YOUR GOAL
Reproduce every line of the data from the line containing "Target: car wheel" through the end of the data, both ends included and the requests included. Shift each x and y coordinate in the answers by adding -79 to it.

[Data extracted from a collection]

** begin **

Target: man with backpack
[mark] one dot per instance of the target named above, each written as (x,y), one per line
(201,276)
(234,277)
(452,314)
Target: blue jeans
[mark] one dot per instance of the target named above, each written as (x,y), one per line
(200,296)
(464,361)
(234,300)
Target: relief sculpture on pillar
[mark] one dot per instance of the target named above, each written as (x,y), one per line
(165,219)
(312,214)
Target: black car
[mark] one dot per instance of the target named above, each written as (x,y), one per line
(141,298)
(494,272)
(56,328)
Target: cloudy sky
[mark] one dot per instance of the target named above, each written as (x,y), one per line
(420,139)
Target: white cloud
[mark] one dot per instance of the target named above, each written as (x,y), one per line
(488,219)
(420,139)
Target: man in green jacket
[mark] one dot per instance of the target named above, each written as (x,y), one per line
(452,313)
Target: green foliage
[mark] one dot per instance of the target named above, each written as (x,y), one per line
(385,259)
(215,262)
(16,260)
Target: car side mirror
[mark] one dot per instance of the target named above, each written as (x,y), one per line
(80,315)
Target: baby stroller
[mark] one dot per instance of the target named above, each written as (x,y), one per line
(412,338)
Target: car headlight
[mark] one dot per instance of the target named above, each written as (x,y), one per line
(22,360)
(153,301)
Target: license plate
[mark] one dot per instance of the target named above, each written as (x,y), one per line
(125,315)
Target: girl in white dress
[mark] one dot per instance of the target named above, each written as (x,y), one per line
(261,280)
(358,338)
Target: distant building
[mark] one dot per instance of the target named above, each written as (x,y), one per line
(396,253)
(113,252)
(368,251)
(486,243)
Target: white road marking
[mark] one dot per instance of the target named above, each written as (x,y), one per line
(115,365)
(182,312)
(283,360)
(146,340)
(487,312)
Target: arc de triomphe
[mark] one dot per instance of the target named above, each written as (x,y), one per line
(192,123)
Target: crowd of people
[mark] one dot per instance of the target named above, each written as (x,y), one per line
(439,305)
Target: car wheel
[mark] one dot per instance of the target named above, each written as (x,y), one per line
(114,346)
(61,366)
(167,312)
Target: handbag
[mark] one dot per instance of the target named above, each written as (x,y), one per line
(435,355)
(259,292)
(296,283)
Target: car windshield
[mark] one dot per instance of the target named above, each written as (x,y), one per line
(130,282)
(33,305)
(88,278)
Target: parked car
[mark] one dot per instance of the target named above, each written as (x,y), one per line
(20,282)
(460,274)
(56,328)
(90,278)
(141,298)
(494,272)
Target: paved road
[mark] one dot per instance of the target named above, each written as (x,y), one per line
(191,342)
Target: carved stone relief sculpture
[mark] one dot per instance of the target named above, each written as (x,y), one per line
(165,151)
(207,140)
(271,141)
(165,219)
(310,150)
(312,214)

** end **

RIGHT ANSWER
Target: car wheel
[mark] one dot per instance of the target named above, each written as (x,y), one per line
(35,267)
(-18,287)
(88,233)
Target: handbag
[mark] one dot per instance of the target named above, each written as (x,y), one per line
(356,276)
(180,213)
(217,204)
Target: car windshield
[mark] one dot per instance of the target named above, each written as (x,y), one per line
(51,203)
(-46,226)
(9,199)
Target: parked car
[mark] one dot per instance of the target named above, each written as (x,y), one per line
(-59,203)
(381,195)
(-23,249)
(11,199)
(62,219)
(415,193)
Target: paved road
[mark] one dot per instance of the target named above, each written as (x,y), one per line
(112,263)
Target: carved stone relief sculpture
[mark] one dot per instance of the target named above, each written as (x,y), one per line
(86,72)
(128,61)
(192,62)
(86,140)
(231,71)
(233,135)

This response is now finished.